— BEGIN LISTED ENTRIES —

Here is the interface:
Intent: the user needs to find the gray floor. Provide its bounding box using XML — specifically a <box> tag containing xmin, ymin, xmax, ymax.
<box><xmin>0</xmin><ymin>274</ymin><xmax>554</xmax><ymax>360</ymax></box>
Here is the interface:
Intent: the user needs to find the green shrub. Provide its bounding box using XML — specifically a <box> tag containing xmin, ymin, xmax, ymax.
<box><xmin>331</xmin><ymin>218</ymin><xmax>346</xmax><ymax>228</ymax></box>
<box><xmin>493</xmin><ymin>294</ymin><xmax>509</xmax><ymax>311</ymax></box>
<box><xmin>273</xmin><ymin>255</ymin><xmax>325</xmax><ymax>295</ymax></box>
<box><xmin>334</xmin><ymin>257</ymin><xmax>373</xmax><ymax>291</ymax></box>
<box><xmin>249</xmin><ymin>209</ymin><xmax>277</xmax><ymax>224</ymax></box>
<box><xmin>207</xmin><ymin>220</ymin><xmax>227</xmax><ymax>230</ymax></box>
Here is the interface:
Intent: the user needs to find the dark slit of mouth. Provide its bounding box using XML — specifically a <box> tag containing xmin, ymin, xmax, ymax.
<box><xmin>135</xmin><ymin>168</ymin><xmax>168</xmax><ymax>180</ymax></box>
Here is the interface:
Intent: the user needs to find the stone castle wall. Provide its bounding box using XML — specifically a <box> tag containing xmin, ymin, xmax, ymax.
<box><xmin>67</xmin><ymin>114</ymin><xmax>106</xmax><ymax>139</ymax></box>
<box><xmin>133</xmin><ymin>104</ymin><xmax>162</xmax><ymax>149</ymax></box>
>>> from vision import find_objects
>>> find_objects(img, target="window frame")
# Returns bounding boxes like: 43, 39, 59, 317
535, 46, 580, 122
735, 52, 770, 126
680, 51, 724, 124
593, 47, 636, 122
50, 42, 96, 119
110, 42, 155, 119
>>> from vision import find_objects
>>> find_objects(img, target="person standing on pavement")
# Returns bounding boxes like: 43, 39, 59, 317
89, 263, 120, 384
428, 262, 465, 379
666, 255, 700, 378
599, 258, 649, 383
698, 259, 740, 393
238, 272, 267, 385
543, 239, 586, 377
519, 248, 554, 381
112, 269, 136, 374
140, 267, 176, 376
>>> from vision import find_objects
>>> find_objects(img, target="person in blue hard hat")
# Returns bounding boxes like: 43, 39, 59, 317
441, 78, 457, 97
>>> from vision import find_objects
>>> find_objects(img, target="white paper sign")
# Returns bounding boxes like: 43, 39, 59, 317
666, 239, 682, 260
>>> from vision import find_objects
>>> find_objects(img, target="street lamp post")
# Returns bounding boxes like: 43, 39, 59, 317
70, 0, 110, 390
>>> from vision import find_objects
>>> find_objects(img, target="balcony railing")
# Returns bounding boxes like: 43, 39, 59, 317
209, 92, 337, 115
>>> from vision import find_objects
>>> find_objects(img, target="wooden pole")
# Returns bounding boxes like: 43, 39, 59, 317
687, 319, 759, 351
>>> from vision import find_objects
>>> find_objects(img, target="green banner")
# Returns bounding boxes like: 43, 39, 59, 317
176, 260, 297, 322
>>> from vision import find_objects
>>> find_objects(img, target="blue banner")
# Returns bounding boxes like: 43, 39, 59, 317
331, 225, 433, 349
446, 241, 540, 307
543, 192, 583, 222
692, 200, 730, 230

— END LISTED ENTRIES —

AIM - Show each line in the items above that contains the word "containing", copied in full.

THE REPLY -
Intent: the user needs to find the gray floor. Provide its bounding box using XML — specifically a <box> tag containing xmin, ymin, xmax, ymax.
Intent: the user needs to find the green shrub. Provide its bounding box using XML — specifically a <box> tag containing xmin, ymin, xmax, ymax.
Intent: the user needs to find the dark slit of mouth. Provide its bounding box using XML — specifically a <box> tag containing xmin, ymin, xmax, ymax.
Intent: the user needs to find the stone castle wall. Provide its bounding box using XML — specifically a <box> tag containing xmin, ymin, xmax, ymax.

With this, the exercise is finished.